SOURCE EXCERPT:
# Limerick (adult theme)



## midnightpoet (Mar 17, 2016)

There once was a killer named Finn
who liked giving a Glasgow grin
it stuck in his craw
to be caught by the law
now he''s stuck in the pen.


----------



## Firemajic (Mar 17, 2016)

You bring it EVERY time! Your sense of humor is like a fine wine, it just keeeeps getting better .. Love you Adorable One...


----------



## midnightpoet (Mar 17, 2016)

Welcome back, luv.:smile:


----------



## Bloggsworth (Mar 17, 2016)

Yes, but it's not a Limerick and pen doesn't rhyme with either chin or Finn - Apart from that...

If I may:

_There once was a killer named Finn
with a bent for the old Glasgow grin
but it stuck in his craw
to be caught by the law
so now he's locked up in the bin. _


----------



## midnightpoet (Mar 17, 2016)

Bloggsworth said:


> Yes, but it's not a Limerick and pen doesn't rhyme with either chin or Finn - Apart from that...
> 
> Well, it does in America. :smile: Okay, what does Finn rhyme with?  Fine?  I'll admit, I'm not sure, being a stupid colonial.  I'm not sure what made it not a Limerick.:smile: I read yours and mine and can't tell much difference.
> 
> ...


----------



## Sonata (Mar 17, 2016)

There once was a naughty young girl
Like the singer her name was Pearl
Her voice it was crap
And she got the clap
From a suitor who was an earl


[Apologies to Elkie Brooks]


----------



## Bloggsworth (Mar 17, 2016)

http://www.volecentral.co.uk/vf/fun.htm#Limerick


----------



## midnightpoet (Mar 17, 2016)

oops, that turned out to be a dangerous website.  Hey, Bloggs, I know you were just trying to help, you just scratched a raw spot.  All is ok.:smile:


----------



## Nellie (Mar 17, 2016)

Since you included Edward Lear and his examples, here is another one of his:



> *Limerick from the Book of Nonsense
> by
> Edward Lear*​There was an Old Man with a gong,
> Who bumped at it all day long;
> ...




Here is another definition:


> Limericks
> *Definition of Limericks*​*Limericks are short sometimes bawdy, humorous poems of consisting of five Anapaestic lines. Lines 1, 2, and 5 of a Limerick have seven to ten syllables and rhyme with one another. Lines 3 and 4 have five to seven syllables and also rhyme with each other. Edward Lear is famous for his Book of Nonsense which included the poetry form of Limericks.*


----------



## Chesters Daughter (Mar 17, 2016)

We seem to be getting a wee bit sidetracked here, folks. The point of this creative thread is to discuss the piece that has been presented for perusal, not to discuss what makes a good limerick, or to post additional limericks in lieu of any critique at all as replies, which I remind everyone is just plain rude. 

Kindly focus upon the piece presented for critique henceforth. Should you desire to continue your discussion, you are more than welcome to do so by adding your thoughts to the aleady existing *What Constitutes a Limerick *or by creating a thread of your own in *Poetry Discussion.*

Any subsequent posts that do not address midnightpoet's work itself shall be removed.

Thank you for your anticipated cooperation.

Lisa


----------



## Sonata (Mar 17, 2016)

Apologies - I did not realise that this thread was just for critique.  I honestly thought it was for other adult-themed limericks.   No offense intended.


----------



## ned (Mar 18, 2016)

the best thing I can say Midnight - is that your limerick is a lot better than Edward Lear's effort.

Ned


----------

INSTRUCTION:
Answer each question from the limerick thread.
(a) In Bloggsworth's rewrite, where does the killer end up locked up?
(b) According to the quoted definition, how many syllables do lines 3 and 4 of a limerick have?
(c) In which section does Chesters Daughter invite people to create a thread of their own?

DATA EXTRACT:
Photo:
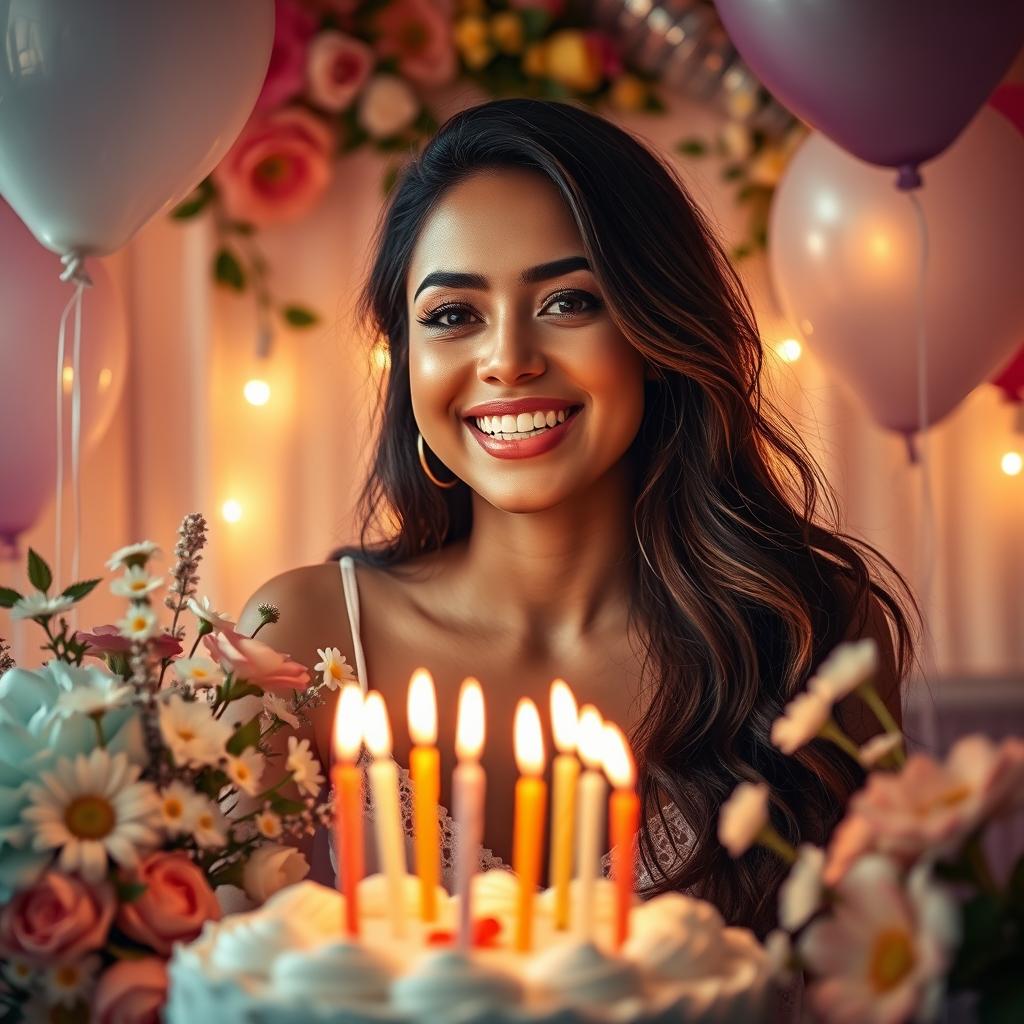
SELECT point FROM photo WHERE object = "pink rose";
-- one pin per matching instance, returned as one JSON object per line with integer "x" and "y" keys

FULL OUTPUT:
(a) In the bin.
(b) Five to seven.
(c) Poetry Discussion.